**WORK TO BE COMPLETED:**
Reproduce each of the following rows verbatim, from the first to the last, without changing anything.

**ENTRIES SHOWN:**
• • • • •
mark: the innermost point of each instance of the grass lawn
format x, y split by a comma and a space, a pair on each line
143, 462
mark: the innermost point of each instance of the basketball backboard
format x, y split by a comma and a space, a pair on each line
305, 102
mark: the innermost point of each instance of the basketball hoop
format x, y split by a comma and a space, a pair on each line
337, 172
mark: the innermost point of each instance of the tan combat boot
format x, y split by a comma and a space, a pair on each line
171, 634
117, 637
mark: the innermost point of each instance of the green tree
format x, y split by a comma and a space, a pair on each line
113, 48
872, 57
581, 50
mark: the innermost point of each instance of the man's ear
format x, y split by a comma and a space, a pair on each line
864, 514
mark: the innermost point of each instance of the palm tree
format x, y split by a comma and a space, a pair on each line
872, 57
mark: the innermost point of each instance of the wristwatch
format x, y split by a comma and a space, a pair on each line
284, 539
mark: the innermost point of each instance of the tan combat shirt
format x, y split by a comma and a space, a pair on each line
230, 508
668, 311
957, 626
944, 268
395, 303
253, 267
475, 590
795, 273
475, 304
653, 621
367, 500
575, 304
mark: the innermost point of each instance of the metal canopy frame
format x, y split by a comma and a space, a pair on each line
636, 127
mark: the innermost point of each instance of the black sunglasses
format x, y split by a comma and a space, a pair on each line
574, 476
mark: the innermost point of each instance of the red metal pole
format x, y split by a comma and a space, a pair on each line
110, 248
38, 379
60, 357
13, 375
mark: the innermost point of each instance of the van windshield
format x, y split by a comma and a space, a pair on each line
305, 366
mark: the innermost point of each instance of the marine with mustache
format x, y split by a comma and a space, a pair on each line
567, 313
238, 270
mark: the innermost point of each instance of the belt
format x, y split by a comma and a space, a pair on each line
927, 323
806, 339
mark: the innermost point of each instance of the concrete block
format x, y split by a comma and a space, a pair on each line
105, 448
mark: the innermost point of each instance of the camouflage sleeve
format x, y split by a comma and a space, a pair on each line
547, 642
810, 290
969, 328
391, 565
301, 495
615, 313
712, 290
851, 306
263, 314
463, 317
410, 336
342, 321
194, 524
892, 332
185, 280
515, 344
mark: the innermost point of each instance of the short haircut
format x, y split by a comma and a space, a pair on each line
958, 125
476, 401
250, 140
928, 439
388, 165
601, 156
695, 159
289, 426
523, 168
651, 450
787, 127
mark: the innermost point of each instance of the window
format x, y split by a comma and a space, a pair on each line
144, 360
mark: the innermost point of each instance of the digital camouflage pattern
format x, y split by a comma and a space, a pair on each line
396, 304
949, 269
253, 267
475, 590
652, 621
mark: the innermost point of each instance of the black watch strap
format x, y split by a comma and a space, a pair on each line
• • • • •
**ANSWER TO THIS EXERCISE:**
mark: the innermost point of each instance of the grass lawn
format x, y split by a comma and a space, a pair on each line
143, 462
mark: the innermost point of each instance of the basketball backboard
format x, y split by a comma and a space, a pair on each line
305, 102
mark: the innermost point of each instance of the basketball hoop
format x, y split by a comma and a space, a pair on each line
337, 172
mark: the innermost point of each instance of the tan combat boot
format x, y split by a comma and a space, a pair on each line
171, 634
117, 637
mark: the innermost point of each instance of the green tree
format x, y split by a comma and a space, a pair on each line
113, 48
872, 57
581, 50
mark: the innermost point of each instance of the man's ear
format x, y split by a comma and a space, a pair on each line
864, 514
mark: the innermost point of each instance of the palm tree
format x, y split by a comma and a space, a pair on each line
872, 57
mark: the innermost point of each instance of the wristwatch
format x, y split by a comma and a space, a pair on each line
284, 539
mark: the innermost point of each instance of the tan combat shirt
format x, y split by a comma and a space, a pair on each line
230, 508
668, 311
957, 626
944, 268
395, 303
253, 267
475, 590
795, 273
475, 304
653, 621
367, 500
575, 304
mark: the innermost point of each instance of the metal canopy frame
format x, y split by a comma and a space, a pair on each line
636, 127
mark: the innermost point of each instance of the black sunglasses
format x, y split by a comma and a space, a pair on each line
574, 476
mark: the innermost point of each instance of the red metal pole
format x, y split by a comma and a space, a pair on each line
110, 248
38, 379
60, 357
13, 375
mark: the innermost point of each instance of the van windshield
format x, y split by a comma and a space, a pair on each line
305, 366
mark: the innermost point of each instance of the marine with mustache
format x, y split by a comma and a space, a pair on each line
567, 313
238, 270
mark: the innermost point of each instance of the belt
format x, y split by a comma and a space, a pair on each line
927, 323
806, 339
mark: the innermost point of each instance of the concrete block
format x, y split by a comma and a space, a pair on each line
105, 448
mark: the innermost point of each instance of the camouflage sleeve
format x, y split by a comma and a space, a pair on each line
547, 642
810, 290
969, 328
391, 565
301, 495
615, 313
712, 290
851, 306
263, 314
463, 317
410, 336
342, 321
194, 524
892, 332
185, 280
515, 344
mark: the innermost point of each instance of the short haircut
format x, y split by a comma and a space, a pair on each line
958, 125
476, 401
250, 140
928, 439
388, 165
601, 156
695, 159
289, 426
523, 168
651, 450
787, 127
mark: the innermost point of each instance of the window
format x, y split by a comma and a space, a pair on each line
144, 360
mark: the innermost point of each instance of the digital camouflage pattern
format x, y split by a comma and a space, a pair on each line
396, 304
949, 269
253, 267
475, 590
652, 621
mark: the innermost point of each instance of the black watch strap
format x, y split by a comma and a space, a pair on each line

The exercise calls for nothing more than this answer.